_Material for this exercise_:
_ _ _

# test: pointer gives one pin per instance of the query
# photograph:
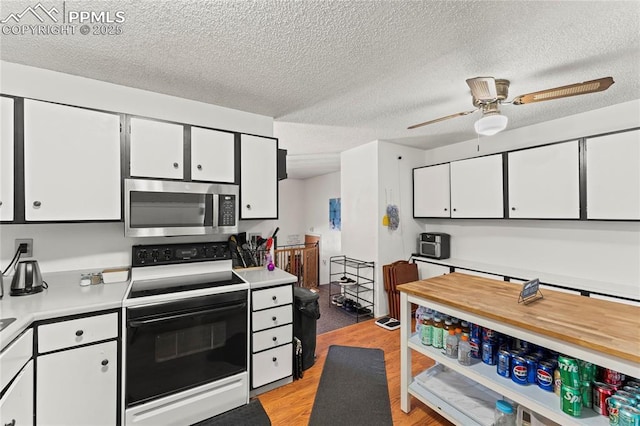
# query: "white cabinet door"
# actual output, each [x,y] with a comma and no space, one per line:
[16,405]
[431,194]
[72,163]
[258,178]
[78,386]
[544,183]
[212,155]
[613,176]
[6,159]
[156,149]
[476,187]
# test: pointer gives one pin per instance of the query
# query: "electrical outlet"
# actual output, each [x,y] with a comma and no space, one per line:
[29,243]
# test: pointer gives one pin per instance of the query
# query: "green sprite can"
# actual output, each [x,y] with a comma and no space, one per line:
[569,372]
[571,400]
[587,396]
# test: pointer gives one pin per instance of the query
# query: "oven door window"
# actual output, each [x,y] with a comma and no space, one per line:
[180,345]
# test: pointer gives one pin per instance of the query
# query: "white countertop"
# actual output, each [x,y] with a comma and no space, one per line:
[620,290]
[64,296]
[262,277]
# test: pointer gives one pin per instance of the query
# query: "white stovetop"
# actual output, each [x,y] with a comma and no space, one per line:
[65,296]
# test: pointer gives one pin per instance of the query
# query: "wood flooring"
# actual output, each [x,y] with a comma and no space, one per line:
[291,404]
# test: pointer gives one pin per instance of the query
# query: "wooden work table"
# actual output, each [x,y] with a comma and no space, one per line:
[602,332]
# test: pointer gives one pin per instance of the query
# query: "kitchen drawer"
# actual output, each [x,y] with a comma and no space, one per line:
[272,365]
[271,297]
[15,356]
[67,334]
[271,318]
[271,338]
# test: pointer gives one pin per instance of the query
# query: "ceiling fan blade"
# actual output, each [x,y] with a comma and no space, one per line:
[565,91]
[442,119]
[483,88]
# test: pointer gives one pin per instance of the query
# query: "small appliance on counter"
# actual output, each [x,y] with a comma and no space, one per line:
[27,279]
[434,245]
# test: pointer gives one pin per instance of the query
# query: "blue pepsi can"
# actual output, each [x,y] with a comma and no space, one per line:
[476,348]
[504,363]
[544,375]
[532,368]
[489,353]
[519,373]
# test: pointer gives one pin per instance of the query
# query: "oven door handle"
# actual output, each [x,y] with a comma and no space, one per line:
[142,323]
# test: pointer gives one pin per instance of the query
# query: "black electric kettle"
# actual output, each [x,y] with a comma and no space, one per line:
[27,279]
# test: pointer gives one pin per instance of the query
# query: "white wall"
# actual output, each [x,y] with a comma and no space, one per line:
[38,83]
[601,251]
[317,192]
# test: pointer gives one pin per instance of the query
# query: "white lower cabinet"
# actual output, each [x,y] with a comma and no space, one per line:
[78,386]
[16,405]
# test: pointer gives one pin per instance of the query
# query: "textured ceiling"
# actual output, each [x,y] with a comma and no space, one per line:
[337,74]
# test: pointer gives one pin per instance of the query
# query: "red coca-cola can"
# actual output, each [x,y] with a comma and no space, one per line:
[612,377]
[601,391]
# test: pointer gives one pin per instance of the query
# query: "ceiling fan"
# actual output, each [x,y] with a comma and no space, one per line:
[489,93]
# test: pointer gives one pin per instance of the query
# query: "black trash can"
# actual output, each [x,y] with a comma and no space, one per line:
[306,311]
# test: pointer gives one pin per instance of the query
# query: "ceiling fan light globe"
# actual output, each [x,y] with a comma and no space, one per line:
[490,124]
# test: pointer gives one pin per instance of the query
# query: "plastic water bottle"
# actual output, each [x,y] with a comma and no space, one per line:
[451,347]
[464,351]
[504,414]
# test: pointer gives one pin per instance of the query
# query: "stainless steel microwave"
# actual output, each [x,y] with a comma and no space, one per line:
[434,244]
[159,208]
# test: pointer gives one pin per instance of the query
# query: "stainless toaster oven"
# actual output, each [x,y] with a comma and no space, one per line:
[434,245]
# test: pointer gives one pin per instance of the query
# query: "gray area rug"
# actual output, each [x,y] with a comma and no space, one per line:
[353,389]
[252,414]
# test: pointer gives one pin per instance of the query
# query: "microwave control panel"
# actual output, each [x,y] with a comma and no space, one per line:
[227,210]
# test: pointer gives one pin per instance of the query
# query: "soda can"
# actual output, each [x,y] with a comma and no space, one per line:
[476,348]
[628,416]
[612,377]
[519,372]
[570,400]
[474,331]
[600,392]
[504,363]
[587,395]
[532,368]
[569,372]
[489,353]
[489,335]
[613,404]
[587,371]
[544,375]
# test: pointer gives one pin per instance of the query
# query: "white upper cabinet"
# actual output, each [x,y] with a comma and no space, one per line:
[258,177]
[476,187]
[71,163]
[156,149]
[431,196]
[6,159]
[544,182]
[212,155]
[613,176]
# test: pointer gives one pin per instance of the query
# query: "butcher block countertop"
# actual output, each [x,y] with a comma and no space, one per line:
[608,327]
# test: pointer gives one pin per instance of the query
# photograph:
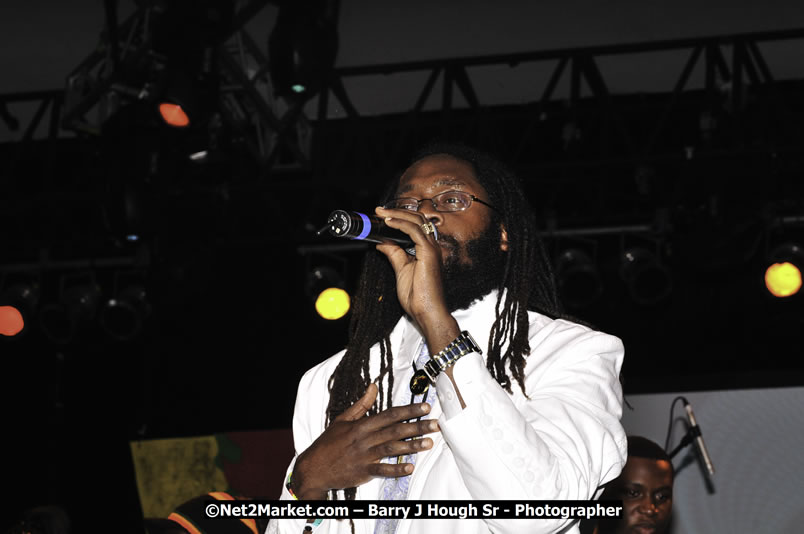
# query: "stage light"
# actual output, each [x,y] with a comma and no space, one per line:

_ _ _

List every line above that holds the word "stainless".

_Result for this task_:
# query: "stainless steel microwave"
# query: "stainless toaster oven"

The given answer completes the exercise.